ABOUT THIS EXERCISE
Restate all entries exactly.
(STUDY MATERIAL begins)
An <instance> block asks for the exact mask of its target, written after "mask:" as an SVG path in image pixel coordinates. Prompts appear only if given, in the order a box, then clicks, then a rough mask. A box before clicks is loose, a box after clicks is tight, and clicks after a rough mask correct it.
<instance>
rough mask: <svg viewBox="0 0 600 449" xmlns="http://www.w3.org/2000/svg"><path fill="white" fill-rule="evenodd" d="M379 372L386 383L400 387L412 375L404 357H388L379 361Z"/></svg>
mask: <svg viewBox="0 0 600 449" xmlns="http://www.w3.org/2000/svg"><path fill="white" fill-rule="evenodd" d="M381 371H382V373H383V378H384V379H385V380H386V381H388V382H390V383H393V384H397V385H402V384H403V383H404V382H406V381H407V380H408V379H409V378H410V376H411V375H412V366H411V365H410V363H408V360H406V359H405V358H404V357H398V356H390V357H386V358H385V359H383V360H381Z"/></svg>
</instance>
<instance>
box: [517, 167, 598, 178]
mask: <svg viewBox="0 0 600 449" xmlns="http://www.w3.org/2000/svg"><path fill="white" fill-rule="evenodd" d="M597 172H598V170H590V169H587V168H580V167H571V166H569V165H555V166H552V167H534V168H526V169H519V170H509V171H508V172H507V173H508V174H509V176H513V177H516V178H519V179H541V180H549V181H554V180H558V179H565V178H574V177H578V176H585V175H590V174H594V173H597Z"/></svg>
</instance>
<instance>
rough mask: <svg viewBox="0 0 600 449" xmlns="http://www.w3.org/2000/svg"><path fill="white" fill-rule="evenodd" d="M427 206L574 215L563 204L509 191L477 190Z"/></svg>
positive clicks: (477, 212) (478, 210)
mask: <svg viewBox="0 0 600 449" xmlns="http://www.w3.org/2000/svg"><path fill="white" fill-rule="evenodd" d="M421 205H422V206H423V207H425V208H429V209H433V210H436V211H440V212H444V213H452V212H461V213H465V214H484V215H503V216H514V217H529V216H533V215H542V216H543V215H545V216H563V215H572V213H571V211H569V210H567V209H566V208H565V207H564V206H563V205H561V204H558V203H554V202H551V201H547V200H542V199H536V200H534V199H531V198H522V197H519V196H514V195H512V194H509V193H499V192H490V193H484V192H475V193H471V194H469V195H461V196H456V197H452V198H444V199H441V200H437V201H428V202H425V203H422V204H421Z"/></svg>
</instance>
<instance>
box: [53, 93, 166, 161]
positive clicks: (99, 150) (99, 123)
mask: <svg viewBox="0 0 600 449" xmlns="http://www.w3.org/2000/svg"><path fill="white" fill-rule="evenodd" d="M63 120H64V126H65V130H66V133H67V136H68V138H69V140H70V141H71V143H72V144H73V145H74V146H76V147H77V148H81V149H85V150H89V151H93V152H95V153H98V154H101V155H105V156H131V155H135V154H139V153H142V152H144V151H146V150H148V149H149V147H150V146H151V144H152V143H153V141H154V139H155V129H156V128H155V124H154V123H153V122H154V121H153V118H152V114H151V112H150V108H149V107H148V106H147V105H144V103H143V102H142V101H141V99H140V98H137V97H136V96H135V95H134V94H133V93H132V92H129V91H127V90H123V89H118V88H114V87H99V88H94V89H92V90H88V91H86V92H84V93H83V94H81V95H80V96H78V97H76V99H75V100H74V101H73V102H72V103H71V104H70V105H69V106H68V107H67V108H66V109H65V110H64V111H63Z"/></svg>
(STUDY MATERIAL ends)
PROBLEM SOLUTION
An <instance> block asks for the exact mask of its target, written after "mask:" as an SVG path in image pixel coordinates. Prompts appear only if given, in the order a box, then clicks, then a rough mask. A box before clicks is loose, a box after clicks is tight, and clicks after a rough mask correct it.
<instance>
rough mask: <svg viewBox="0 0 600 449" xmlns="http://www.w3.org/2000/svg"><path fill="white" fill-rule="evenodd" d="M379 372L386 383L400 387L412 375L404 357H388L379 361Z"/></svg>
mask: <svg viewBox="0 0 600 449" xmlns="http://www.w3.org/2000/svg"><path fill="white" fill-rule="evenodd" d="M381 371H382V373H383V378H384V379H385V380H386V381H388V382H390V383H393V384H397V385H402V384H403V383H404V382H406V381H407V380H408V379H409V378H410V376H411V375H412V366H411V365H410V363H408V360H406V359H405V358H404V357H398V356H390V357H386V358H385V359H383V360H381Z"/></svg>
</instance>
<instance>
box: [517, 167, 598, 178]
mask: <svg viewBox="0 0 600 449" xmlns="http://www.w3.org/2000/svg"><path fill="white" fill-rule="evenodd" d="M597 172H598V170H590V169H587V168H580V167H571V166H569V165H555V166H552V167H534V168H526V169H519V170H509V171H508V172H507V173H508V174H509V176H513V177H516V178H519V179H541V180H549V181H554V180H558V179H565V178H574V177H578V176H585V175H590V174H594V173H597Z"/></svg>
</instance>
<instance>
rough mask: <svg viewBox="0 0 600 449" xmlns="http://www.w3.org/2000/svg"><path fill="white" fill-rule="evenodd" d="M427 206L574 215L563 204L509 191L477 190Z"/></svg>
positive clicks: (477, 212) (478, 210)
mask: <svg viewBox="0 0 600 449" xmlns="http://www.w3.org/2000/svg"><path fill="white" fill-rule="evenodd" d="M421 205H422V206H423V207H425V208H429V209H433V210H436V211H440V212H444V213H452V212H461V213H465V214H484V215H503V216H514V217H529V216H533V215H542V216H543V215H545V216H563V215H572V213H571V211H569V210H567V209H566V208H565V207H564V206H563V205H561V204H558V203H554V202H551V201H547V200H542V199H536V200H534V199H531V198H522V197H519V196H514V195H512V194H509V193H499V192H490V193H484V192H475V193H471V194H469V195H461V196H456V197H452V198H444V199H441V200H437V201H428V202H425V203H422V204H421Z"/></svg>
</instance>
<instance>
box: [53, 93, 166, 161]
positive clicks: (99, 150) (99, 123)
mask: <svg viewBox="0 0 600 449" xmlns="http://www.w3.org/2000/svg"><path fill="white" fill-rule="evenodd" d="M63 120H64V126H65V130H66V133H67V136H68V138H69V140H70V141H71V143H72V144H73V145H74V146H76V147H77V148H81V149H85V150H89V151H93V152H95V153H98V154H101V155H105V156H131V155H135V154H139V153H142V152H144V151H146V150H148V149H149V147H150V146H151V144H152V143H153V141H154V139H155V129H156V128H155V124H154V123H153V122H154V121H153V118H152V114H151V112H150V108H149V107H148V106H147V105H144V103H143V102H142V101H141V99H140V98H137V97H136V96H135V95H134V94H133V93H132V92H129V91H127V90H123V89H118V88H114V87H99V88H94V89H92V90H88V91H86V92H84V93H83V94H81V95H80V96H78V97H76V99H75V100H74V101H73V102H72V103H71V104H70V105H69V106H68V107H67V108H66V109H65V110H64V111H63Z"/></svg>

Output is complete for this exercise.